• [WHAT IS EXPECTED] Render every line of the data below as a JSON array of strings, one string per line, and leave out any blank lines.

━━━━━ MATERIAL SUPPLIED

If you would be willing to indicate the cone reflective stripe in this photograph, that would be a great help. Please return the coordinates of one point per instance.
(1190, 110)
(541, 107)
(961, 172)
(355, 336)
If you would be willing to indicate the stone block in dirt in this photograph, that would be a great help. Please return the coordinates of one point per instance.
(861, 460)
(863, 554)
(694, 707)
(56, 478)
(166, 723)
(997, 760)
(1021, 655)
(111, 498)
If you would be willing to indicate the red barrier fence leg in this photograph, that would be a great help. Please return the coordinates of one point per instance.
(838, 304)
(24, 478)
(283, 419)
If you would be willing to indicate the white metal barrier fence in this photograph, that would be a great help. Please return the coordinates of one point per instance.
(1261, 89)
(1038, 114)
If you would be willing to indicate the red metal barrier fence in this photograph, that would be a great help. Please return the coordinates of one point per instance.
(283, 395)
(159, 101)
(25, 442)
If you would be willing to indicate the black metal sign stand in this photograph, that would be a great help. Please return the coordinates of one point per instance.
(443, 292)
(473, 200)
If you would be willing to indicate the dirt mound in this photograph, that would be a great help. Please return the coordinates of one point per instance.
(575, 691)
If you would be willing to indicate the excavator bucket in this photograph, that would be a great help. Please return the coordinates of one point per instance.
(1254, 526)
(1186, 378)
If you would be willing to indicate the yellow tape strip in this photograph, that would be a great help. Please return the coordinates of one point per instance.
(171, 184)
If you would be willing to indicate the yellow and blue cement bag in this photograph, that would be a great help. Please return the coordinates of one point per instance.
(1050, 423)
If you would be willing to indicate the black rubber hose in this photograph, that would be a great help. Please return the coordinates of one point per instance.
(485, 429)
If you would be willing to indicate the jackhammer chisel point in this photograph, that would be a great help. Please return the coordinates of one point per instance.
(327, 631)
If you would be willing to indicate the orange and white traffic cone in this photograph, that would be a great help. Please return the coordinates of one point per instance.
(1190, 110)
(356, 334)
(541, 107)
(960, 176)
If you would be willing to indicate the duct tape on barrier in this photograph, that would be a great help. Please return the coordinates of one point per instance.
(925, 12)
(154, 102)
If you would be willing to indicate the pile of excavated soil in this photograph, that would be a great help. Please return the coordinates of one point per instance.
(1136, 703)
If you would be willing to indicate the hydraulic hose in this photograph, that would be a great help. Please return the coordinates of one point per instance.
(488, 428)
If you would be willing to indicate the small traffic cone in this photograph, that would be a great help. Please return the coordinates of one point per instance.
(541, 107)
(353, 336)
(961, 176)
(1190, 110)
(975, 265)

━━━━━━━━━━

• [TASK RESPONSE]
[
  "If you would be willing to indicate the cone reflective stripe in this photograph, that would be a great help. Please return the coordinates of one point per instance.",
  "(1190, 110)",
  "(541, 107)",
  "(961, 172)",
  "(355, 336)",
  "If you would be willing to indicate the stone block in dirt in this photograph, that would be a great help. Please return the coordinates of one point per instance.",
  "(861, 460)",
  "(863, 554)",
  "(694, 707)",
  "(56, 478)",
  "(166, 723)",
  "(997, 760)",
  "(1021, 655)",
  "(111, 498)",
  "If you would be willing to indicate the red barrier fence leg in this photograph, that would be a great help. Please return the coordinates of one point per instance.",
  "(838, 304)",
  "(24, 478)",
  "(283, 419)",
  "If you would be willing to indicate the white metal barrier fence in this photograph, that would be a great help. Please return the coordinates of one point per instance.",
  "(1261, 89)",
  "(1038, 114)",
  "If you would be willing to indicate the red metal barrier fence in this photograph, that would be a great help. Please return the coordinates of one point per instance.",
  "(283, 395)",
  "(159, 101)",
  "(25, 442)",
  "If you would be willing to indicate the black metal sign stand in this photograph, that would be a great help. Please return the coordinates of one point per instance.",
  "(443, 292)",
  "(473, 200)",
  "If you would be willing to indicate the dirt mound in this photograph, that would be a great help. Please return the coordinates of one point per instance.",
  "(575, 691)",
  "If you would be willing to indicate the excavator bucket in this photograph, that would be a great help. Please return the coordinates of one point per instance.",
  "(1254, 526)",
  "(1186, 378)",
  "If you would be willing to indicate the yellow tape strip in this photograph, that would be a great help. Please return the coordinates of one point per instance.",
  "(171, 184)",
  "If you would be willing to indicate the yellow and blue cement bag in this photograph, that would be a great help. Please return the coordinates of one point per instance.",
  "(1050, 423)",
  "If you would be willing to indicate the black rubber hose in this photograph, that would be a great help. Please return the coordinates of one point per instance.",
  "(485, 429)",
  "If you would be willing to indicate the jackhammer chisel point in this photograph, that would be a great help. Please return the coordinates of one point per instance.",
  "(327, 631)",
  "If you would be willing to indicate the orange and white traffic cone in this photograph, that would be a great help. Please return the coordinates of one point per instance.",
  "(1190, 110)",
  "(356, 334)",
  "(541, 107)",
  "(960, 176)",
  "If you would be willing to indicate the duct tape on barrier in this photograph, that would be a great help. Please return the coordinates of one point per instance.",
  "(925, 12)",
  "(154, 102)",
  "If you would be willing to indicate the pile of excavated soil in this photograph, that would be a great help. Please return the coordinates of one point per instance.",
  "(1136, 703)",
  "If you would be willing to indicate the hydraulic hose in this photograph, that would be a great help. Please return the coordinates of one point per instance.",
  "(488, 428)",
  "If you would be willing to indicate the small traffic cone in this photograph, that would be a great help. Please return the coordinates of one point per instance.",
  "(541, 107)",
  "(353, 336)",
  "(961, 176)",
  "(1190, 110)",
  "(975, 265)"
]